-- begin GIVEN DATA --

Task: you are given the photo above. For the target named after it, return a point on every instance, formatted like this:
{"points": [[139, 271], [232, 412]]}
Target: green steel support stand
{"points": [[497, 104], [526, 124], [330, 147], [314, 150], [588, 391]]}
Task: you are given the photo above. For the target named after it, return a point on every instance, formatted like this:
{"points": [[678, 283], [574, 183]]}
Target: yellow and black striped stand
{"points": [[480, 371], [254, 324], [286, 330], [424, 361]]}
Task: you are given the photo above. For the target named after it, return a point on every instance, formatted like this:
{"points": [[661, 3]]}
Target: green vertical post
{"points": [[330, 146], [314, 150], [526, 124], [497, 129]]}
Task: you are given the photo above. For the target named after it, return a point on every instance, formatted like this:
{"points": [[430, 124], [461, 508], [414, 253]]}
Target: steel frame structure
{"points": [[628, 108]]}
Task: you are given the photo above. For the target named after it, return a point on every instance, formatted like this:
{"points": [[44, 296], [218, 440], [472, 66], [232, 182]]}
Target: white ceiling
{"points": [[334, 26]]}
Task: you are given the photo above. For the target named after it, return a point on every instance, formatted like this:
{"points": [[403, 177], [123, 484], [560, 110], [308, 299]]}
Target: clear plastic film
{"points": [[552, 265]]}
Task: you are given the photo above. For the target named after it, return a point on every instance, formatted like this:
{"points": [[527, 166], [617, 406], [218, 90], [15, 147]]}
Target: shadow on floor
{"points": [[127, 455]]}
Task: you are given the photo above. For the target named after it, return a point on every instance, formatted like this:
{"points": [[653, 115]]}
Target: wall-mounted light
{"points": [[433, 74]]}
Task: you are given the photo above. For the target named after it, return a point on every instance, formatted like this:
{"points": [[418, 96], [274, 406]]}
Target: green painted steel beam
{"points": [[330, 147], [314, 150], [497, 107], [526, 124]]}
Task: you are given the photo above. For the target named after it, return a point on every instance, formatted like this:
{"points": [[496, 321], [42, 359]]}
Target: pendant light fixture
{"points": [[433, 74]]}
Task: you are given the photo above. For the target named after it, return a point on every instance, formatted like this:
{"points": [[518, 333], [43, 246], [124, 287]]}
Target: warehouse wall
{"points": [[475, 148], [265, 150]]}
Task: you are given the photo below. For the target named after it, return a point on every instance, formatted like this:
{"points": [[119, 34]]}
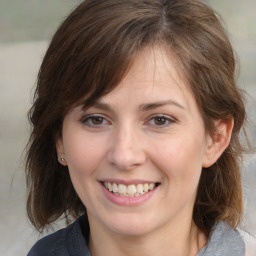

-- end GIVEN DATA --

INSTRUCTION: Pick out every line in the entries above that contains the word "light", and copy each of those lines in full.

TASK RESULT:
Target: wall-mounted light
Target: pendant light fixture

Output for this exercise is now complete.